— Begin —

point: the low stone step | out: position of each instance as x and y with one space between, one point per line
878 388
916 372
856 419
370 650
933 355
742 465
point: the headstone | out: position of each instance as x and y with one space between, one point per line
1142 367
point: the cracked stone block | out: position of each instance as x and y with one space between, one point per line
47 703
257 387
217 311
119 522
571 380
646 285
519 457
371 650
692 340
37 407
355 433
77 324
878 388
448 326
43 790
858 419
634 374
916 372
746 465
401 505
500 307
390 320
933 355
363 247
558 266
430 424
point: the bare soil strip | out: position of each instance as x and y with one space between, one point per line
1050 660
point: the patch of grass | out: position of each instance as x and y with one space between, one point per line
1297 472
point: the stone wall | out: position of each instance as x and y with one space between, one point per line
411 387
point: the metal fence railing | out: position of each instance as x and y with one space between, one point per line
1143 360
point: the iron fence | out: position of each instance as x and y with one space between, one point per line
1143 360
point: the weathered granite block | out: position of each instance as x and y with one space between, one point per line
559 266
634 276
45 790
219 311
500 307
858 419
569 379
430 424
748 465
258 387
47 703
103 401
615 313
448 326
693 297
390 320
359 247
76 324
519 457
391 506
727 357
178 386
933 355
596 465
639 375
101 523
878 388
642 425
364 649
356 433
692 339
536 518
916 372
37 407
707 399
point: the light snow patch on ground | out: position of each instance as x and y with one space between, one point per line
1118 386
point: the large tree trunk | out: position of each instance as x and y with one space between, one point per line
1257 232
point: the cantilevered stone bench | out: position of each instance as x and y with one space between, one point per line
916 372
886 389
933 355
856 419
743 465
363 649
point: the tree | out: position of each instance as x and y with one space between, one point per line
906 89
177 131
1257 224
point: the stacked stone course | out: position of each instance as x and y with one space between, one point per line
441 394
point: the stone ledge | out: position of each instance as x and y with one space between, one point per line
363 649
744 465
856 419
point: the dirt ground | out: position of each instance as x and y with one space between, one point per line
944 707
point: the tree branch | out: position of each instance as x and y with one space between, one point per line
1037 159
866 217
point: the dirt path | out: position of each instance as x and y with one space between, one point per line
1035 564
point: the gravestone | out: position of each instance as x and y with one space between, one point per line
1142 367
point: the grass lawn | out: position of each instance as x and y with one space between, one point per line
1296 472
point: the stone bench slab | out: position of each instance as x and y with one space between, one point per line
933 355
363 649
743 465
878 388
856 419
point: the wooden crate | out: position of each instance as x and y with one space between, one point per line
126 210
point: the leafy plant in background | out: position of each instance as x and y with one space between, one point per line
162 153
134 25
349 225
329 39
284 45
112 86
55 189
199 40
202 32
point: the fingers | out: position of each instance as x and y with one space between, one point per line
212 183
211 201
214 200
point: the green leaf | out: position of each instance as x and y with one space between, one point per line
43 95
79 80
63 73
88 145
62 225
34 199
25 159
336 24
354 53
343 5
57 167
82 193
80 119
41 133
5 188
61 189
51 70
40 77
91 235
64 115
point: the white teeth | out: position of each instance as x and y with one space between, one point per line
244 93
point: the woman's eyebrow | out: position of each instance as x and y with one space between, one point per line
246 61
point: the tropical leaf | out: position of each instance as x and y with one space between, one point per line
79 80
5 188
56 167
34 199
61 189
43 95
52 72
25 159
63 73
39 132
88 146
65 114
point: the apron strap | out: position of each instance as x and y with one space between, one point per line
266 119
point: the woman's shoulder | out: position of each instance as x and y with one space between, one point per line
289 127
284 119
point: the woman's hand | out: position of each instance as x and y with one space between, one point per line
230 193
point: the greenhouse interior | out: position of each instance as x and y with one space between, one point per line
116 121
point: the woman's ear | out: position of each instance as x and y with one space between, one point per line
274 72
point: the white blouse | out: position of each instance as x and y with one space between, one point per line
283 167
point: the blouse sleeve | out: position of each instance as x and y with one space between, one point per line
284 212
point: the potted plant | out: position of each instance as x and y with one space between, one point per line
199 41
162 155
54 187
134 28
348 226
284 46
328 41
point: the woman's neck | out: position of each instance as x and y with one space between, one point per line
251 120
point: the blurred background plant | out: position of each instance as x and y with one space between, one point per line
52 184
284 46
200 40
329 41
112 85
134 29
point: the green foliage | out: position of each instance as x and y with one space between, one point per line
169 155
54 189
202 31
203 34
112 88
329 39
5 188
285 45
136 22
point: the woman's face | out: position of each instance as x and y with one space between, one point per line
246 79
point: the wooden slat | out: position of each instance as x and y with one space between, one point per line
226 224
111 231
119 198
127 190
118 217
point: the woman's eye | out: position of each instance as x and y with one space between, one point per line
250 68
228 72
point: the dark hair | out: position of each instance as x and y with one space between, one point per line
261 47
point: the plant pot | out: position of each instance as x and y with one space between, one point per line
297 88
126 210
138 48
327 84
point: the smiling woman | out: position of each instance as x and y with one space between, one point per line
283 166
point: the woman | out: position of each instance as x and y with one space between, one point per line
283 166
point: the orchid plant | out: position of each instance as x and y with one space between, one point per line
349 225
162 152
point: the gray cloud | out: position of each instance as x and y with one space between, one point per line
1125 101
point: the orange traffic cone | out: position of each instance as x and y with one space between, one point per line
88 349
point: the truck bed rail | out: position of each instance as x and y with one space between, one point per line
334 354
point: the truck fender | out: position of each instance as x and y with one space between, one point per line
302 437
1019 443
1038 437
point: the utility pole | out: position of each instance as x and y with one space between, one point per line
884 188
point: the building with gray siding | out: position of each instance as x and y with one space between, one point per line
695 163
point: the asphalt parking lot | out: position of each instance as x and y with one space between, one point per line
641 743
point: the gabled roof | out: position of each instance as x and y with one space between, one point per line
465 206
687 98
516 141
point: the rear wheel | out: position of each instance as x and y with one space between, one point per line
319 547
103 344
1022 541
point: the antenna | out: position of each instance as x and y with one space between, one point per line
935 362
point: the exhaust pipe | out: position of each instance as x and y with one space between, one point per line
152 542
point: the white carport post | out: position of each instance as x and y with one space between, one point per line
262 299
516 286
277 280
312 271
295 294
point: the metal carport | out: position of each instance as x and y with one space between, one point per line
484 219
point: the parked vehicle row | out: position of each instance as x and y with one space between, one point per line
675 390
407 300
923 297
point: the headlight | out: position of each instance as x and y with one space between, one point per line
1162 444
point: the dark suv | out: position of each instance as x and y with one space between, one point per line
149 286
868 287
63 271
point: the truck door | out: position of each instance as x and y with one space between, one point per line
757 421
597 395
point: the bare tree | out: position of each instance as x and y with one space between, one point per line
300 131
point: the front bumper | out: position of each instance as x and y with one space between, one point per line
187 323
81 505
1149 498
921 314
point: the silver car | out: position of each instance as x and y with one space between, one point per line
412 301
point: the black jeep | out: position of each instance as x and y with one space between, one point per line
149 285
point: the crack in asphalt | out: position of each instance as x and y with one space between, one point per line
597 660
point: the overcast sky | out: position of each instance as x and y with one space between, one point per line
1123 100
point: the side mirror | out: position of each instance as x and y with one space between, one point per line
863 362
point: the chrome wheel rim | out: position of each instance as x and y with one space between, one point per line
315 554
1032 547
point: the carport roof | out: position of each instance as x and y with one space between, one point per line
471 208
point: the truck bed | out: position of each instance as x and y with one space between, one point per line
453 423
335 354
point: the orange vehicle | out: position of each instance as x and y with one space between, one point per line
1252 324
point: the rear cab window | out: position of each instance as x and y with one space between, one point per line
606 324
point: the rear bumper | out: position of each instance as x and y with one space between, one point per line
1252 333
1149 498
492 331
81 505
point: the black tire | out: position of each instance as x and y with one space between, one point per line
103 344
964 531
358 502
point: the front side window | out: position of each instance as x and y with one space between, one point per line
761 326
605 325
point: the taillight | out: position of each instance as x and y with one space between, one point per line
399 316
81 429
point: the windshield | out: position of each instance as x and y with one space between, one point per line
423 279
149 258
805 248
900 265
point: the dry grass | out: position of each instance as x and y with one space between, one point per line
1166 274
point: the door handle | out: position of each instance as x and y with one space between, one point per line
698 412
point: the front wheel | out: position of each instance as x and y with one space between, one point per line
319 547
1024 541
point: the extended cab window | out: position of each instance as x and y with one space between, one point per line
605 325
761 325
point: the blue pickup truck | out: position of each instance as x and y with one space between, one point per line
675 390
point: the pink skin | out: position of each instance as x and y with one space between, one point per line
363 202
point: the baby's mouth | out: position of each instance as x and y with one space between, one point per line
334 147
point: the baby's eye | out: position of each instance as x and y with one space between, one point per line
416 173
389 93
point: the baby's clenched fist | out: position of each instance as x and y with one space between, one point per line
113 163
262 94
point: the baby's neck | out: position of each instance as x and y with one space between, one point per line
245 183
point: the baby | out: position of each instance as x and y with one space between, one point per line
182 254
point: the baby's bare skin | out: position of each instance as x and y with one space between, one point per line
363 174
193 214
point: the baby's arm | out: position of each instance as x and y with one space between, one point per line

— End —

■ TASK TO COMPLETE:
Repeat, without changes, every line from the one that contains "point: the extended" through the final line of the data.

■ ANSWER IN FULL:
point: the extended cab window | out: position of each instance as x and y with one space between, one point per line
605 325
761 325
point: the blue pickup truck | out: position of each instance as x and y with one space between, one point per line
675 390
point: the pink skin | out: position of each instance as x and y with one space between, one point per line
363 202
point: the baby's mouth | out: position of each instance as x and y with one space between, one point per line
334 147
point: the baby's eye | out: position of each instance as x and y with one space between, one point per line
416 173
389 93
point: the baby's clenched fist | out: position of each instance as x and y with one space between, one point per line
113 163
262 94
point: the baby's neck | out: position of each instance as x and y with one space between, one point per line
245 183
point: the baby | out: position of each instance as x and y with one space between, one point per line
182 254
point: the baby's bare skin | out: position of each instance as x and y with one space between, one point per line
363 174
193 214
point: the baby's arm | out: position of each instance as x and y with one space between, one point per line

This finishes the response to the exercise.